[Extracted data entries]
--- begin ---

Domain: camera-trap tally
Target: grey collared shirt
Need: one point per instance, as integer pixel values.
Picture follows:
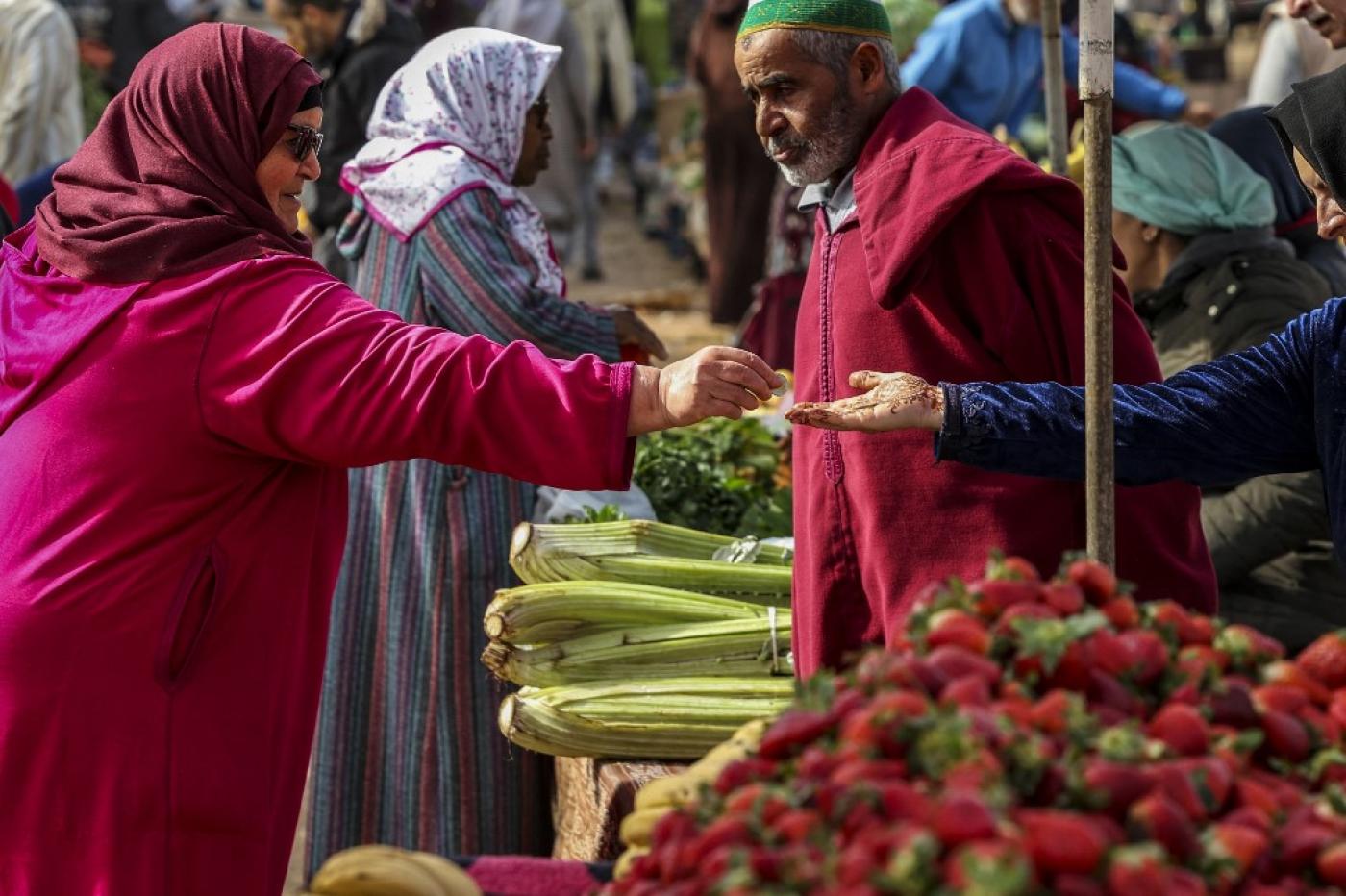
(837, 202)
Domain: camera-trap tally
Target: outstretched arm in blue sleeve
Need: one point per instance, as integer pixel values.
(1238, 416)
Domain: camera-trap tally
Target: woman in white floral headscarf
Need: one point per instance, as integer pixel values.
(408, 751)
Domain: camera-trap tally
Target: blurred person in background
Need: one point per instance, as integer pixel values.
(356, 46)
(561, 191)
(609, 60)
(408, 751)
(1298, 40)
(739, 179)
(983, 60)
(437, 16)
(40, 112)
(1252, 137)
(1209, 277)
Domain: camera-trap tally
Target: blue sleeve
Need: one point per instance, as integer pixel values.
(935, 61)
(1238, 416)
(1134, 89)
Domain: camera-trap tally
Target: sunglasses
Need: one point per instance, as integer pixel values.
(309, 140)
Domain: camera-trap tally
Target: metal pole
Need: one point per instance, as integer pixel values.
(1054, 85)
(1096, 85)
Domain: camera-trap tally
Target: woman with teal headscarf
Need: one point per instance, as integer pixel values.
(1209, 277)
(1261, 430)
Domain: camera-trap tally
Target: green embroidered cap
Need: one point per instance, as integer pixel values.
(864, 17)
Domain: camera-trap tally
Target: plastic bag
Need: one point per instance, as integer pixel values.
(556, 505)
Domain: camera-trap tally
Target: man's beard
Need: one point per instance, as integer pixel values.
(835, 147)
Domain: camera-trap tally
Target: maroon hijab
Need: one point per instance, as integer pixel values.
(165, 185)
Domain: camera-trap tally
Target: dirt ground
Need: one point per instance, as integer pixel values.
(642, 273)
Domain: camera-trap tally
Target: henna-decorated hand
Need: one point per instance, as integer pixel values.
(892, 401)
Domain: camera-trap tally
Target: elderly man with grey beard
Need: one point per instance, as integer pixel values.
(941, 253)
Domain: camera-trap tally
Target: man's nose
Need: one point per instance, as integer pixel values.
(769, 121)
(1299, 9)
(1332, 221)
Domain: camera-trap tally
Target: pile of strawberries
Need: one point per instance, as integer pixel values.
(1032, 737)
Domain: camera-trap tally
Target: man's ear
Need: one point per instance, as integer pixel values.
(867, 66)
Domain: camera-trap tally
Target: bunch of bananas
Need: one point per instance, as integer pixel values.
(386, 871)
(659, 797)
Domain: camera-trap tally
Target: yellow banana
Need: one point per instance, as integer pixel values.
(636, 828)
(665, 792)
(626, 859)
(453, 880)
(376, 875)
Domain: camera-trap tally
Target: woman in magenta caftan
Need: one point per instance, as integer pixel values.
(182, 390)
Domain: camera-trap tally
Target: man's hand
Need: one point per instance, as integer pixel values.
(633, 331)
(892, 401)
(1198, 113)
(713, 383)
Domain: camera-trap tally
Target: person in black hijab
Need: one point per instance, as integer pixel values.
(1254, 137)
(1311, 125)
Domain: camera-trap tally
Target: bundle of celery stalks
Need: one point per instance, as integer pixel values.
(639, 639)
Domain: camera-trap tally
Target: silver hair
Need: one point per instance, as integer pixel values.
(834, 49)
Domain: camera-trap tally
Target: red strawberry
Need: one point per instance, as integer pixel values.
(1249, 647)
(1065, 598)
(797, 825)
(1184, 883)
(969, 690)
(1182, 728)
(1186, 626)
(793, 731)
(1121, 612)
(992, 596)
(1062, 842)
(1077, 885)
(1249, 817)
(1204, 660)
(1299, 845)
(1336, 708)
(1097, 582)
(962, 817)
(736, 775)
(1234, 849)
(1285, 736)
(991, 866)
(1106, 690)
(817, 763)
(959, 629)
(1232, 704)
(1284, 698)
(1148, 654)
(955, 662)
(1117, 784)
(868, 770)
(746, 798)
(1158, 817)
(1332, 865)
(726, 831)
(1052, 713)
(1296, 676)
(1325, 660)
(1006, 625)
(1139, 868)
(1254, 794)
(904, 802)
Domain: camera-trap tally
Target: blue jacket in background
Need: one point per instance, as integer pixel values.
(1279, 407)
(988, 70)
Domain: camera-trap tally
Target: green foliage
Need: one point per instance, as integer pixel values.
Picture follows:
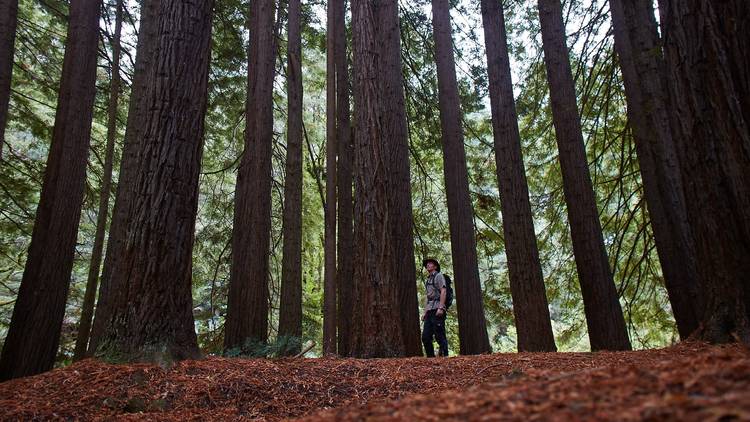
(612, 160)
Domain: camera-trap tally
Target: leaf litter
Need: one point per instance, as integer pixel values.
(689, 381)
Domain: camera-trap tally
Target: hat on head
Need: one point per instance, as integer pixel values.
(434, 261)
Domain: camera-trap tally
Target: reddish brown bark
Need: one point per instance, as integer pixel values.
(395, 135)
(290, 311)
(705, 46)
(247, 305)
(472, 326)
(329, 281)
(137, 112)
(377, 325)
(87, 309)
(604, 318)
(152, 318)
(34, 332)
(530, 307)
(345, 271)
(8, 21)
(638, 48)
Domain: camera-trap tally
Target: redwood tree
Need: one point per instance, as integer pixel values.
(290, 311)
(137, 113)
(530, 307)
(247, 304)
(87, 309)
(471, 322)
(606, 325)
(152, 318)
(329, 281)
(34, 332)
(395, 136)
(8, 20)
(639, 52)
(377, 325)
(345, 232)
(707, 66)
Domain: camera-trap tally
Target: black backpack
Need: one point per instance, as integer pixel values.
(448, 291)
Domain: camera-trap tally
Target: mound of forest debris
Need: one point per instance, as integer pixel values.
(691, 381)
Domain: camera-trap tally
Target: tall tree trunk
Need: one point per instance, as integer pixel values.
(87, 310)
(152, 319)
(638, 48)
(247, 305)
(396, 138)
(8, 20)
(329, 282)
(377, 325)
(530, 306)
(345, 274)
(707, 67)
(137, 113)
(604, 318)
(472, 326)
(290, 312)
(34, 332)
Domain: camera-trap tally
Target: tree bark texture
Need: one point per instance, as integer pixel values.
(377, 326)
(395, 135)
(472, 326)
(290, 312)
(329, 281)
(87, 309)
(707, 67)
(345, 152)
(34, 332)
(152, 319)
(604, 317)
(137, 113)
(8, 21)
(247, 305)
(639, 51)
(530, 306)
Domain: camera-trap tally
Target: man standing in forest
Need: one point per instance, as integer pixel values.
(435, 310)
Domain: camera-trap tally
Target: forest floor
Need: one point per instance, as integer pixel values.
(690, 381)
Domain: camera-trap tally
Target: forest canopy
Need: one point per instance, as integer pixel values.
(611, 152)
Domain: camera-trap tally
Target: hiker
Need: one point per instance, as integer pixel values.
(435, 310)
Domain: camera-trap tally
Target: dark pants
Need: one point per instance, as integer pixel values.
(434, 326)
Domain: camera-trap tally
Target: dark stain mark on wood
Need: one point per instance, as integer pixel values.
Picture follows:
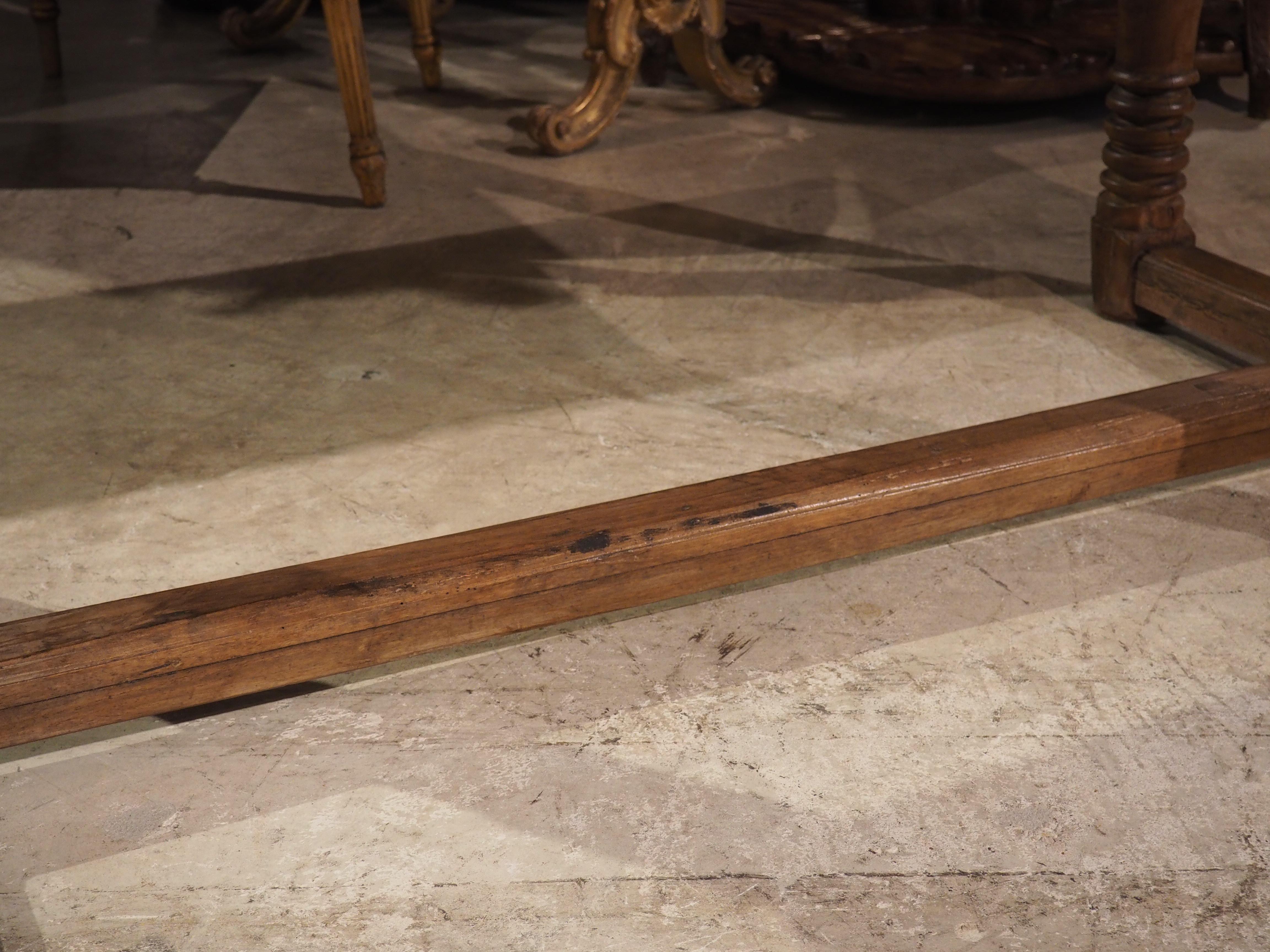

--- end ---

### What to do
Locate each line in the items above that contains the word "green" and copy every such line in full.

### Full response
Target: green embroidered cap
Target: green foliage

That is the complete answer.